* Exercise brief: Rewrite the lines below as a numbered list, omitting any blank lines.

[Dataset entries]

^^^^^^^^

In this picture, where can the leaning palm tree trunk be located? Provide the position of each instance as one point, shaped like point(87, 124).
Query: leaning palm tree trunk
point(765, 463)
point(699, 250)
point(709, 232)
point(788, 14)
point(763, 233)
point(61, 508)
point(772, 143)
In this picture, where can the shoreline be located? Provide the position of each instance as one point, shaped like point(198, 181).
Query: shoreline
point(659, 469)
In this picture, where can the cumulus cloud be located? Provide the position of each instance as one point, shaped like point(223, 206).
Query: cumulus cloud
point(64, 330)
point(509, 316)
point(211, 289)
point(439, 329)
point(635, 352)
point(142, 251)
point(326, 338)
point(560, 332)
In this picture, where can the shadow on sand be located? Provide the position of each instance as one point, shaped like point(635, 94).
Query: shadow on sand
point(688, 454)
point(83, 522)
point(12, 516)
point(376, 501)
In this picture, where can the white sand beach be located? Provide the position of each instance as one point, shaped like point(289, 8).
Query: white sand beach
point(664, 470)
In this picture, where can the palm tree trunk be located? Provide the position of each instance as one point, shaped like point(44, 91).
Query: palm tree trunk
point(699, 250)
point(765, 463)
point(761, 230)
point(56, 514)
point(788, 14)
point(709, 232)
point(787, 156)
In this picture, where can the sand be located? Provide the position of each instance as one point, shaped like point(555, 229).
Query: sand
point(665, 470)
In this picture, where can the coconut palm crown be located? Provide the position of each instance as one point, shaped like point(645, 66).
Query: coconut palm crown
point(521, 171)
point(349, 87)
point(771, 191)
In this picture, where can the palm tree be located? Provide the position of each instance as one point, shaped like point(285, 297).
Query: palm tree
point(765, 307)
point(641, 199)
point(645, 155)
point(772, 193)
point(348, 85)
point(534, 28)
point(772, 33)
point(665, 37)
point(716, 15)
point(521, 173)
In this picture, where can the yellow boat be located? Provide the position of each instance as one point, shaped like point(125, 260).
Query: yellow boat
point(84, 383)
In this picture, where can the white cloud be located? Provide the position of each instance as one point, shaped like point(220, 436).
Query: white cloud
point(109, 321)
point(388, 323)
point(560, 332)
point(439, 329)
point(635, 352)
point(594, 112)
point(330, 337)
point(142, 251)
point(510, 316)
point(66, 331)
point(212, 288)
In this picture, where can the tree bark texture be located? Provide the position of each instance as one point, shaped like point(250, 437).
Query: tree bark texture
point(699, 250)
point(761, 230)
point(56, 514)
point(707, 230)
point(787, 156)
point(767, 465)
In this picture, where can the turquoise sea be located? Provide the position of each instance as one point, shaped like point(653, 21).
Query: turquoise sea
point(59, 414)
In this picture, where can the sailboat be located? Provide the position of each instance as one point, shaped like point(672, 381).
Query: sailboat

^^^^^^^^

* Complete output:
1. In this picture, where can the leaning palm tree trunk be located? Provide the position of each instance as one point, shaped like point(87, 124).
2. Query: leaning palm tree trunk
3. point(765, 463)
4. point(699, 250)
5. point(709, 232)
6. point(788, 14)
7. point(763, 233)
8. point(61, 508)
9. point(772, 143)
10. In this picture, where can the shoreline be located? Provide the position of each instance as one point, shaped like point(198, 181).
11. Query: shoreline
12. point(659, 469)
13. In this picture, where can the cumulus cloud be located? Provide the position of each instance as one point, shaped like point(223, 206).
14. Query: cumulus cloud
15. point(64, 330)
16. point(509, 316)
17. point(211, 289)
18. point(439, 329)
19. point(635, 352)
20. point(142, 251)
21. point(326, 338)
22. point(560, 332)
23. In this picture, where can the shadow on sand be located? Provide the position of each instance as one point, shaped like point(635, 94).
24. Query: shadow on sand
25. point(688, 454)
26. point(83, 522)
27. point(12, 516)
28. point(376, 501)
29. In this picture, where can the white sand beach be located? Provide the position of each instance as one point, shaped like point(289, 8).
30. Query: white sand beach
31. point(664, 470)
32. In this picture, where can the palm tree trunk be located? Provide the position of each instance as one point, shaped like point(44, 91).
33. Query: palm tree trunk
34. point(699, 250)
35. point(765, 463)
36. point(761, 230)
37. point(56, 514)
38. point(788, 14)
39. point(709, 232)
40. point(787, 156)
41. In this picture, where can the sand be located? Provide the position of each instance as one point, shaped like point(555, 229).
42. Query: sand
43. point(665, 470)
44. In this picture, where can the coconut palm crown be located? Provide the position of each instance as one point, shaped like point(645, 66).
45. Query: coconut palm crown
46. point(521, 171)
47. point(349, 87)
48. point(771, 191)
49. In this picture, where can the palm tree be located? Provide the position of each instance as one point, shaped like point(285, 297).
50. Query: palm tree
51. point(765, 307)
52. point(641, 199)
53. point(645, 155)
54. point(772, 193)
55. point(348, 85)
56. point(534, 28)
57. point(772, 33)
58. point(665, 37)
59. point(716, 15)
60. point(521, 173)
61. In this picture, where can the yellow boat be located? Provide the position of each instance as one point, shaped like point(125, 260).
62. Query: yellow boat
63. point(84, 383)
64. In this picture, where can the white cloud be located? Provide the position of each instance as one point, shaped like point(220, 436).
65. Query: white cloud
66. point(109, 321)
67. point(388, 323)
68. point(560, 332)
69. point(439, 329)
70. point(635, 352)
71. point(594, 112)
72. point(330, 337)
73. point(142, 251)
74. point(510, 316)
75. point(66, 331)
76. point(212, 288)
77. In this picture, where can the tree bark texture be located? Provide the position of each instance as one point, shaped like point(250, 437).
78. Query: tree bark texture
79. point(699, 250)
80. point(761, 230)
81. point(56, 514)
82. point(707, 230)
83. point(787, 156)
84. point(767, 465)
85. In this picture, where can the turquoise sea be located? Provide the position of each instance as one point, shaped like point(653, 21).
86. Query: turquoise sea
87. point(59, 414)
88. In this picture, where can the sailboat be located? Provide the position of each instance as one point, shaped like point(672, 381).
89. Query: sailboat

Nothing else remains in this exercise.